Copy each line from the data that has the word "frame" in it.
(Source data begins)
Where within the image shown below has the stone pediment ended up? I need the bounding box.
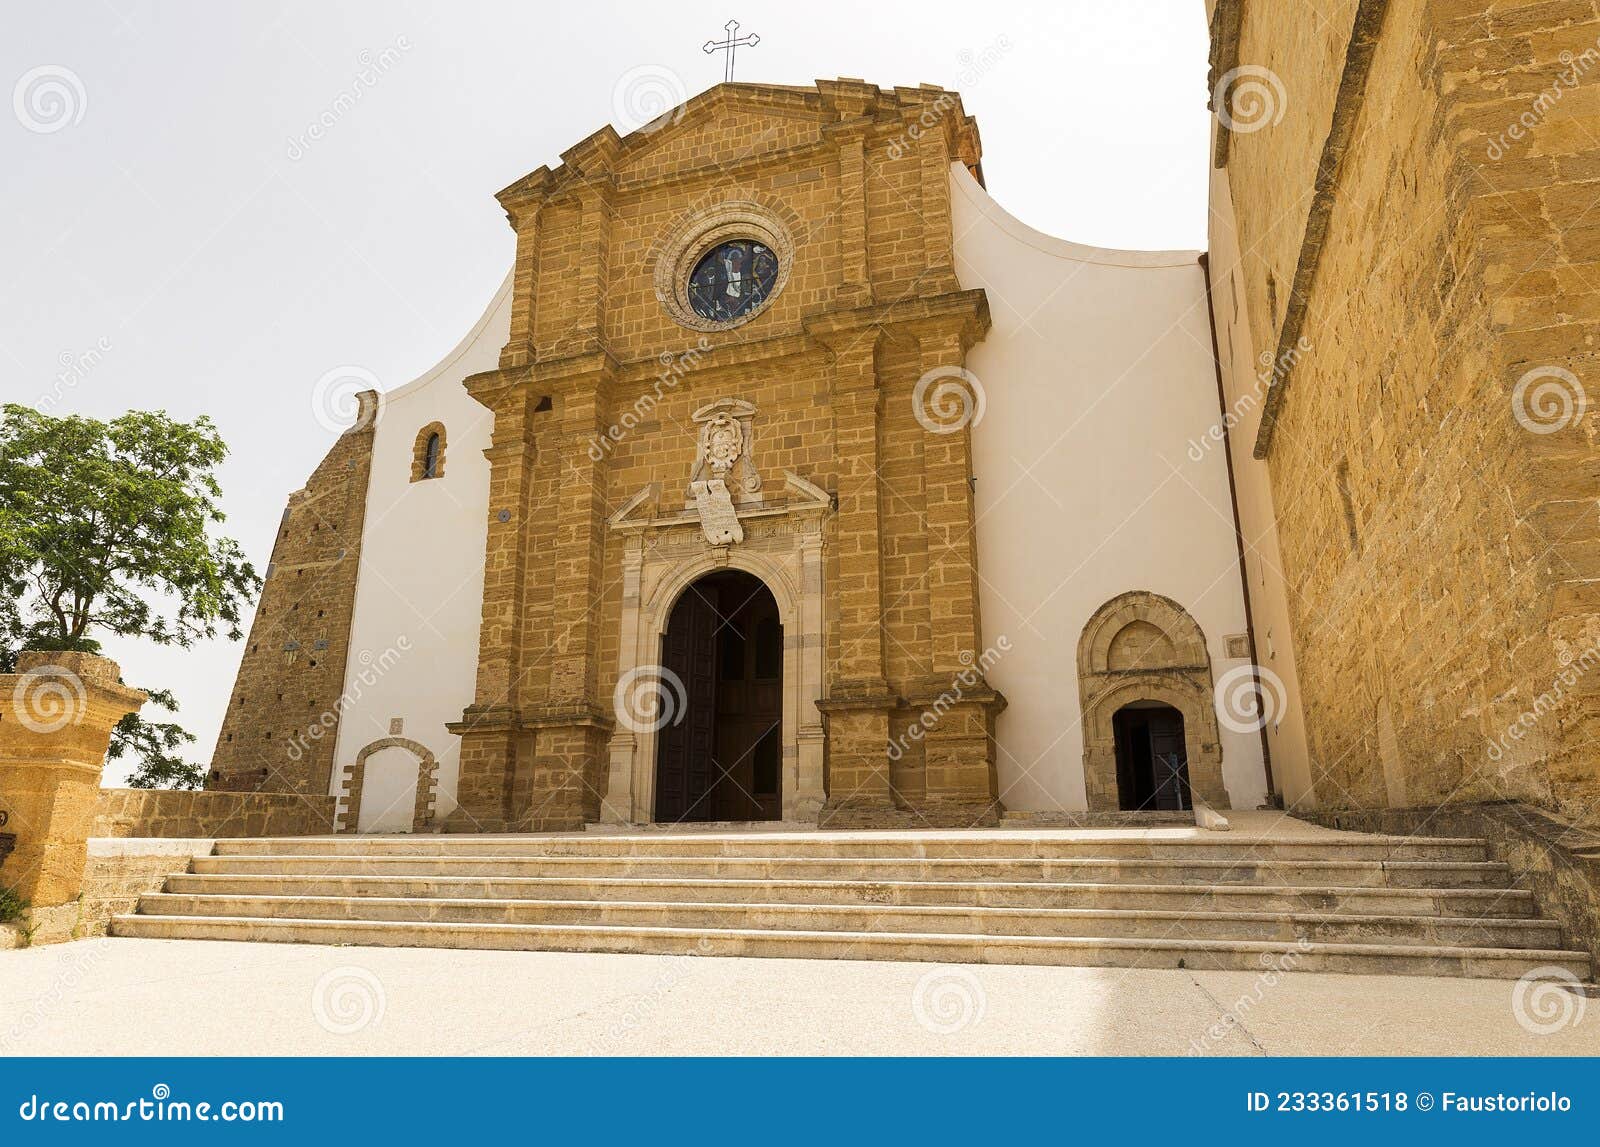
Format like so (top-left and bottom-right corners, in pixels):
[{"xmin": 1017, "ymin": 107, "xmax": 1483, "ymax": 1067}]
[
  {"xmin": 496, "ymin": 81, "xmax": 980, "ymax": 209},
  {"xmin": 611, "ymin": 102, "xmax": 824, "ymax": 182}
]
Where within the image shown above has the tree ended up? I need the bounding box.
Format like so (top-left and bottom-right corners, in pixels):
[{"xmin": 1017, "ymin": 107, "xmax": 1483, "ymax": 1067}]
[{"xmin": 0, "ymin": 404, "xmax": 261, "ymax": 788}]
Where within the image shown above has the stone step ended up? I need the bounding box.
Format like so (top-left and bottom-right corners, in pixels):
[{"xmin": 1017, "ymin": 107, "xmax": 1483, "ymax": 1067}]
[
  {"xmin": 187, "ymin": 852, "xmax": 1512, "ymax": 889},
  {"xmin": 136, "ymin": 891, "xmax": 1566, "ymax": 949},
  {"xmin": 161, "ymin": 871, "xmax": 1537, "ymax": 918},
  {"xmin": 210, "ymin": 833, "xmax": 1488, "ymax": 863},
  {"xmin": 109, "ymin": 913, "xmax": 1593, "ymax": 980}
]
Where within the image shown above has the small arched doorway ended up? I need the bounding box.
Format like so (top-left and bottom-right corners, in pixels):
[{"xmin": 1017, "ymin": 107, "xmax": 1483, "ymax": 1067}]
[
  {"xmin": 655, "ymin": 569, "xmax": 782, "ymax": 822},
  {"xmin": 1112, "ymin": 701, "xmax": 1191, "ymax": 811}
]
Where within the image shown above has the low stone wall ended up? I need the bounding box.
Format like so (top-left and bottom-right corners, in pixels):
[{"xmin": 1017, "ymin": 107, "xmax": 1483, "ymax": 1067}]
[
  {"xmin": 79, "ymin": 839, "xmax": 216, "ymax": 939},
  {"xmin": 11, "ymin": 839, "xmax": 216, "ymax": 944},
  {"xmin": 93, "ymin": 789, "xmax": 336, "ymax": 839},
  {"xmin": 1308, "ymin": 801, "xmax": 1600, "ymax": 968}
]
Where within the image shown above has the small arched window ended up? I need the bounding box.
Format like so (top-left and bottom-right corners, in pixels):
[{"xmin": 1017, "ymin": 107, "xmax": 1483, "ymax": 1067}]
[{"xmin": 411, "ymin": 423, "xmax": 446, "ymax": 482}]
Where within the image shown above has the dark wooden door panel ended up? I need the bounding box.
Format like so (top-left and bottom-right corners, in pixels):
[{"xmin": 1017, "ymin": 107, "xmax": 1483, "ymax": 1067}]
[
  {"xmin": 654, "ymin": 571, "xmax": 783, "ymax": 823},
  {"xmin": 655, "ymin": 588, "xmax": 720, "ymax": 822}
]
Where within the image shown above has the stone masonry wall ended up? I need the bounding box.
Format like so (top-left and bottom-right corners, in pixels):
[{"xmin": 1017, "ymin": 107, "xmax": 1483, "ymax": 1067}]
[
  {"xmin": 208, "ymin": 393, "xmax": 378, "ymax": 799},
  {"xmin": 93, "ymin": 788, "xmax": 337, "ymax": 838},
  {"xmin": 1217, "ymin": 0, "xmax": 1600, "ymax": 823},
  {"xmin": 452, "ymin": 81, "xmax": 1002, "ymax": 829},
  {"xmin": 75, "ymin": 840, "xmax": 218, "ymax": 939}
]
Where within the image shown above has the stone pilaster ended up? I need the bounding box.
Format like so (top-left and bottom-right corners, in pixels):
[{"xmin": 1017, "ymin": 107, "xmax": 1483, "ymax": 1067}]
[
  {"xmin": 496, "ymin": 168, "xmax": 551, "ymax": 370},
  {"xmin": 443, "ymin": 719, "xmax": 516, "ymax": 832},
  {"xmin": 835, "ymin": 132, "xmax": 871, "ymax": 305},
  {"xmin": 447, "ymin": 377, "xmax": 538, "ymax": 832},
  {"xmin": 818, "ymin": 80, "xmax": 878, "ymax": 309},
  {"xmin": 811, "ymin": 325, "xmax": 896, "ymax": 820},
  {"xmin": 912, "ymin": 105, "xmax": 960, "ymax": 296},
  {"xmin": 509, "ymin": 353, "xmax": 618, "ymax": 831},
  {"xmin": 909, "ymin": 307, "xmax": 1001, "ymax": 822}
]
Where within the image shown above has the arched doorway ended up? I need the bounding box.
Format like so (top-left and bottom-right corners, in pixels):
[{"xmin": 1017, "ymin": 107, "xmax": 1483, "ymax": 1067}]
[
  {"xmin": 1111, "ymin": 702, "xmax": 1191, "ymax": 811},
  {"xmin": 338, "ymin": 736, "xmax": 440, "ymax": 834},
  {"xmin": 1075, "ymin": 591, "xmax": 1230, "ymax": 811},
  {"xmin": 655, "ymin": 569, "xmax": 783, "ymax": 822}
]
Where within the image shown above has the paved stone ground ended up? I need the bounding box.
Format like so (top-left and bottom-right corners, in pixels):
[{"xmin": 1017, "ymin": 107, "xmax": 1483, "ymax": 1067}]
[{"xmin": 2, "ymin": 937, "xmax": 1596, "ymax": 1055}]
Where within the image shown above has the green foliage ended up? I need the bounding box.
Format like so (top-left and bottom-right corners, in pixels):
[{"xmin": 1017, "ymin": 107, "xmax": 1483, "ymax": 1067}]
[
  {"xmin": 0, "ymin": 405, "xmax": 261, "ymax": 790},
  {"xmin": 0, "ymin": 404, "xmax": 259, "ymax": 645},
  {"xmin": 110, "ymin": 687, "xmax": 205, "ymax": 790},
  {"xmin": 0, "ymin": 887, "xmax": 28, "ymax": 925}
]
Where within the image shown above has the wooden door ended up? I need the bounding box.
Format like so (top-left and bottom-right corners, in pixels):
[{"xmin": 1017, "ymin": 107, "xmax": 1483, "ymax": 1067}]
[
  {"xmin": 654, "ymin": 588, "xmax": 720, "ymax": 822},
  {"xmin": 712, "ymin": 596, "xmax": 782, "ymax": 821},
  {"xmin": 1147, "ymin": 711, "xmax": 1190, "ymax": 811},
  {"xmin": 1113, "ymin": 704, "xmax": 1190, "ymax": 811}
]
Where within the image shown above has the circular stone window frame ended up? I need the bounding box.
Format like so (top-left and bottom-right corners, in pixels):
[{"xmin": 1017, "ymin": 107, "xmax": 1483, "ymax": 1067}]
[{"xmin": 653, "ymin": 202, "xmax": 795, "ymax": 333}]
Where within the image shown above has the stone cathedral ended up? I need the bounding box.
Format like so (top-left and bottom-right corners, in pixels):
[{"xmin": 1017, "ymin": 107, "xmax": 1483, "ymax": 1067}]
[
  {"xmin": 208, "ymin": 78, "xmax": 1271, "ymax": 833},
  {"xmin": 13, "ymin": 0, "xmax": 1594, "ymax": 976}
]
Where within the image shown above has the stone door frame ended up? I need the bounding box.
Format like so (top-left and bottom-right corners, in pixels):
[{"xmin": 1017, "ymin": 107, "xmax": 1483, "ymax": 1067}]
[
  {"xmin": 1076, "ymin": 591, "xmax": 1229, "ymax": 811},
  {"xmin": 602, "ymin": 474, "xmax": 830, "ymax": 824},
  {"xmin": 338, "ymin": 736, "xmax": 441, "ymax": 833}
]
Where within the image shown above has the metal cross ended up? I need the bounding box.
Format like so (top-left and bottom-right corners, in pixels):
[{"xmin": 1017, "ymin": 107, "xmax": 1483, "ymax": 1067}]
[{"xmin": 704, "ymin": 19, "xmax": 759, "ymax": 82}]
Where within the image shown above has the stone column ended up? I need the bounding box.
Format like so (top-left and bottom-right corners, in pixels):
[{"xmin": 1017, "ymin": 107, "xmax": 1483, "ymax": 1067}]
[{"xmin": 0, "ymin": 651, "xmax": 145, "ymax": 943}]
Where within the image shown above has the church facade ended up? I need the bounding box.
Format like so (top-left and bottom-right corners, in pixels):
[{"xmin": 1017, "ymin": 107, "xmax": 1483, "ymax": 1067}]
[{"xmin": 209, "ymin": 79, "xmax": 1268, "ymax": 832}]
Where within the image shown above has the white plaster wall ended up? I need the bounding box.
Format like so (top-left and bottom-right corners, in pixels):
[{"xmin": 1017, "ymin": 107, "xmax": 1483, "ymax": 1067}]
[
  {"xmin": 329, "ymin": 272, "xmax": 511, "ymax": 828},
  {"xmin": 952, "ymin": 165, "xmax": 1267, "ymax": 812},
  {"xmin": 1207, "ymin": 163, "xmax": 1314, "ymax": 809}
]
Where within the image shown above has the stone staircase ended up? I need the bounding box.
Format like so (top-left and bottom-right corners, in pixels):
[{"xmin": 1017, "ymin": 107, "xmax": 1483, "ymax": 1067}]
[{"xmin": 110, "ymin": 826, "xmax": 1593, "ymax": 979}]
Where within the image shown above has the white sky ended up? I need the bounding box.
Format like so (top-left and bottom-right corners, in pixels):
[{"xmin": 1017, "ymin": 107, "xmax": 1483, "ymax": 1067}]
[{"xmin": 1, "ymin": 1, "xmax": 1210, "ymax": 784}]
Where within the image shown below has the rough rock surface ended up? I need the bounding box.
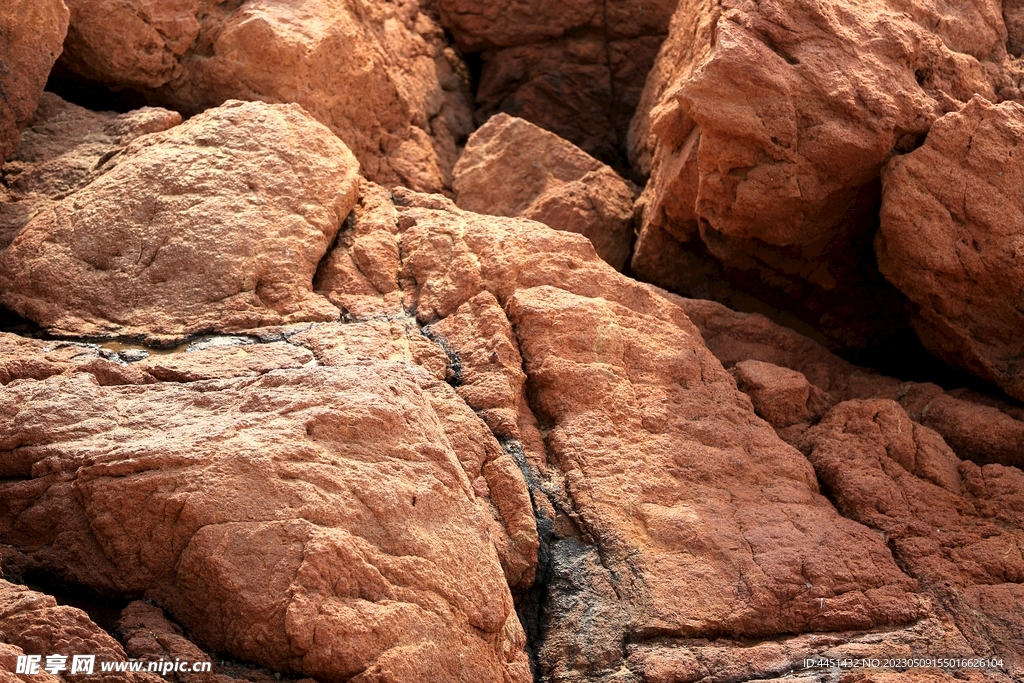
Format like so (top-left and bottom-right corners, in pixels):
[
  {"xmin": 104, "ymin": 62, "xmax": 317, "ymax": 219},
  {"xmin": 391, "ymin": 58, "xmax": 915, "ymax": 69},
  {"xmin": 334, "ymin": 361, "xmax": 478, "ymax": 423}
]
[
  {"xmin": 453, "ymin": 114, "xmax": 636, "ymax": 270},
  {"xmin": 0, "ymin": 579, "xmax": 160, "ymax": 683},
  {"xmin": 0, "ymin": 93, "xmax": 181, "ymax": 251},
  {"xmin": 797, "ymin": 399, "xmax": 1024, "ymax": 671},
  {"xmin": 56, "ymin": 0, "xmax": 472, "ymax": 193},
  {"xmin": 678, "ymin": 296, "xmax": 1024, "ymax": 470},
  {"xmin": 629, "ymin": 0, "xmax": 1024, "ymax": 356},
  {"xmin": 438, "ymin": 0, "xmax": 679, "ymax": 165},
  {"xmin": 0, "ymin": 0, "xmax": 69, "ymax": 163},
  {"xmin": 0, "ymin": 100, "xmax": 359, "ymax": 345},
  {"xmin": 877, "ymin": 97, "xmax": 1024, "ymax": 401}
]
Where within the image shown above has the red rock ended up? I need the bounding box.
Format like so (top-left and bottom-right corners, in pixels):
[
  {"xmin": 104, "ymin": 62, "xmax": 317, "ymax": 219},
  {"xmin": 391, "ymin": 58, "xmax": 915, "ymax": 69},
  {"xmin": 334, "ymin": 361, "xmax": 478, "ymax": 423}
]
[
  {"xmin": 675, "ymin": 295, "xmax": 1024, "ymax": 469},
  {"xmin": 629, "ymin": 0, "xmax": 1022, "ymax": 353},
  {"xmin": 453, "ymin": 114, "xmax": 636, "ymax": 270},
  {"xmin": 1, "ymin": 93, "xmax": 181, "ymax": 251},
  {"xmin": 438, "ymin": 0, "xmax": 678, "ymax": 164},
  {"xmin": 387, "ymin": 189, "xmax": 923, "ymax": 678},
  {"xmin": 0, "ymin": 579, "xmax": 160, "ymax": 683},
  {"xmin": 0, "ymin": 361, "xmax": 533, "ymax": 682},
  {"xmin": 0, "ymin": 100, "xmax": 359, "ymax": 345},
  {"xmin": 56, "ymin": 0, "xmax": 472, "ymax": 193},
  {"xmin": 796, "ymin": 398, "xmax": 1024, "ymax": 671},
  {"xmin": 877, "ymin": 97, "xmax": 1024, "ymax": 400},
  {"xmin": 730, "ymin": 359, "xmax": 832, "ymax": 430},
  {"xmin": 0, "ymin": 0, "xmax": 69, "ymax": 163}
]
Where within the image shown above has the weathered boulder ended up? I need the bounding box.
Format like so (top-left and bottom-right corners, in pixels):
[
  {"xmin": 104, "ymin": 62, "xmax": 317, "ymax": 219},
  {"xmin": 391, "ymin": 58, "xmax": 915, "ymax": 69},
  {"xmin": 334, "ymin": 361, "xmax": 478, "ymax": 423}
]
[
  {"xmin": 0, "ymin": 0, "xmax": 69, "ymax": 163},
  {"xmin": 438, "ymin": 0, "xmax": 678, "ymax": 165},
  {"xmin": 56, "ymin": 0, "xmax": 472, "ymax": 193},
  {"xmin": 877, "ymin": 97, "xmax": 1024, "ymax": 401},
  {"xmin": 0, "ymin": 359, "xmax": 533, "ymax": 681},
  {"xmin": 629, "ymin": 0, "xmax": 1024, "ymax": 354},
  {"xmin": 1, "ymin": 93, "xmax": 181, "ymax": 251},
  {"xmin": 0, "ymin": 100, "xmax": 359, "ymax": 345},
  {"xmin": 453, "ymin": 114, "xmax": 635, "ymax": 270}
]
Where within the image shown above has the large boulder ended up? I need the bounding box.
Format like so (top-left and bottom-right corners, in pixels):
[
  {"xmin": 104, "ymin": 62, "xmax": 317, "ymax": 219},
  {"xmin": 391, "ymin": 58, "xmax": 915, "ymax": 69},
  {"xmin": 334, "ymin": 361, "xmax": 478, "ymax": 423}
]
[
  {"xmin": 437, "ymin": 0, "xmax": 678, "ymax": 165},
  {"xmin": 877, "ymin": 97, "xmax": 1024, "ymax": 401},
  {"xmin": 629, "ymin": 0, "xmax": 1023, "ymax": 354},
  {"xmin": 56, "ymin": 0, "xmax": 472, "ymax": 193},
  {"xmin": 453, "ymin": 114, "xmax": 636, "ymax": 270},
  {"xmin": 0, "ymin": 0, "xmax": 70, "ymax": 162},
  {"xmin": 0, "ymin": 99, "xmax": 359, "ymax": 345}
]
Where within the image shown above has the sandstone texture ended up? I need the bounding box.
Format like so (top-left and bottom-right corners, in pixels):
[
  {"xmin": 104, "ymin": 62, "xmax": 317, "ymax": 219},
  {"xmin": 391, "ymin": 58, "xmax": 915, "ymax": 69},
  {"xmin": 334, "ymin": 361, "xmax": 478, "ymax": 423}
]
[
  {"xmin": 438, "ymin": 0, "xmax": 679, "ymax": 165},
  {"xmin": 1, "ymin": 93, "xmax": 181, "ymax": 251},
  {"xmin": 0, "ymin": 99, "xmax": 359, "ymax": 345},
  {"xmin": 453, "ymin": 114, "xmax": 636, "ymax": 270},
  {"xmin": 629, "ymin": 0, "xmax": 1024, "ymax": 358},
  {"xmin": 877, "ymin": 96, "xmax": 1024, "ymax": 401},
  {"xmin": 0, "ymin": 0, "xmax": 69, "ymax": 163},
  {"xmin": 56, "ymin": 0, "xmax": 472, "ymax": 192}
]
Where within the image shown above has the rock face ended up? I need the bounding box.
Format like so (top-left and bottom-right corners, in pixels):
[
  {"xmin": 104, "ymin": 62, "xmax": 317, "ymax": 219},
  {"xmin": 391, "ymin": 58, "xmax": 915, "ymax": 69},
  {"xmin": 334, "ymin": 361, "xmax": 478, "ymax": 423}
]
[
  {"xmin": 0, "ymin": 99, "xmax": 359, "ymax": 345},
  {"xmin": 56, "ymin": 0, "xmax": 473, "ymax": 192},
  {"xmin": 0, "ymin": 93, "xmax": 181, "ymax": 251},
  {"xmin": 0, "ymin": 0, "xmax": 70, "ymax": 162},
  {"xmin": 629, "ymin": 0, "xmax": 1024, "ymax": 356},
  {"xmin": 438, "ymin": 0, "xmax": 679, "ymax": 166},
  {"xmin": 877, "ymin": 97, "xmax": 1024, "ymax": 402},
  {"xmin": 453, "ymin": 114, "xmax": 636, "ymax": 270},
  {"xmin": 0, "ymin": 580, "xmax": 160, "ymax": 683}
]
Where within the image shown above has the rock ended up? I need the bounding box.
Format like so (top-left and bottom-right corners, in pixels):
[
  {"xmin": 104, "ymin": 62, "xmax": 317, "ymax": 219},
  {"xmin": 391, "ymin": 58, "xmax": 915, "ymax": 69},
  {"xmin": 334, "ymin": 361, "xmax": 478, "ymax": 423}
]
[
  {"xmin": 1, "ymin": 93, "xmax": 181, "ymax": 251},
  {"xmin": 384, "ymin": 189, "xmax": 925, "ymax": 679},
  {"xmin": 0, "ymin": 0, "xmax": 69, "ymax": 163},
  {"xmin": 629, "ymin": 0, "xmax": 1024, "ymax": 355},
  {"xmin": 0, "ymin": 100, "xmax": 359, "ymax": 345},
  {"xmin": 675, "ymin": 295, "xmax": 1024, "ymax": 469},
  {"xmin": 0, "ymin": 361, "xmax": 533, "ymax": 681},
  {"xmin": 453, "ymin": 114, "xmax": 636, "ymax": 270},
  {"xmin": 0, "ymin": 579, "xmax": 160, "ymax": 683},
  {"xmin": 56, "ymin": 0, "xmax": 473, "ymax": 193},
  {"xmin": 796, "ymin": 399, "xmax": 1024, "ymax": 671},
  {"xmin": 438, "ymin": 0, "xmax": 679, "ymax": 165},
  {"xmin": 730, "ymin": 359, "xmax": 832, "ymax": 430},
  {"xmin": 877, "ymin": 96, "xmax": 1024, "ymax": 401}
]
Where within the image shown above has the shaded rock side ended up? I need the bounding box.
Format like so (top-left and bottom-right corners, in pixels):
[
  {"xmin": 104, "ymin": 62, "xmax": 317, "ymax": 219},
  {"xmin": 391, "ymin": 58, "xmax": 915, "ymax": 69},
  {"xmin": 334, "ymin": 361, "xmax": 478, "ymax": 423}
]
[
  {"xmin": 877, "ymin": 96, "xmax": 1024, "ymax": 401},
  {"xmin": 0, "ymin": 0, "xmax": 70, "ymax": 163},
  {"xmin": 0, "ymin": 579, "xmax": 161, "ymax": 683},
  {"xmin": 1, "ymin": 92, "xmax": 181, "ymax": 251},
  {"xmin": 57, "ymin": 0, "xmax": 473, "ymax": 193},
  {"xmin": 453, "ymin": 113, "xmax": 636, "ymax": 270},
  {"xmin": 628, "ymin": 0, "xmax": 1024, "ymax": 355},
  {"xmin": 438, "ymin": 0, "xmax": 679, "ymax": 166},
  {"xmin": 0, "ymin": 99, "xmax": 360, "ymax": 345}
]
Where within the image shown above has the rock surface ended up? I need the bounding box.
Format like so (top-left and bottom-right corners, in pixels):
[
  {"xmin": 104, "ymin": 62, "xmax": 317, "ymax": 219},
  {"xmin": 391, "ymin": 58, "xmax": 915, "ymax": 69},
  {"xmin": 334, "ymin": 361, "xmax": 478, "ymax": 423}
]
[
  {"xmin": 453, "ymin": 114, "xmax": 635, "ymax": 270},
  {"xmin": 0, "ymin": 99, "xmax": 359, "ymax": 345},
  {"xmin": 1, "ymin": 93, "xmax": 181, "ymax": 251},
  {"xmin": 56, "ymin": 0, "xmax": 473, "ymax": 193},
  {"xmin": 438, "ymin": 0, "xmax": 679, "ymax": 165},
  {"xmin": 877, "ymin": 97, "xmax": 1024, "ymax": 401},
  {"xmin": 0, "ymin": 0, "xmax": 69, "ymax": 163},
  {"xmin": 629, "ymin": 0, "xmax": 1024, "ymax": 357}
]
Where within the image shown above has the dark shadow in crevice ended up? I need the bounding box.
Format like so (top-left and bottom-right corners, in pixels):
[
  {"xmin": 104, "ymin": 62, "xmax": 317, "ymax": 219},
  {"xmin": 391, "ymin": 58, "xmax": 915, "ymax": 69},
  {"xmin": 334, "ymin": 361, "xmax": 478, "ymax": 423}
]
(Source data ends)
Reply to the exercise ::
Where within the image shown above has the circular stone window frame ended up? I need the bounding box.
Where within the image shown above has the stone door frame ended up? I need the bounding box.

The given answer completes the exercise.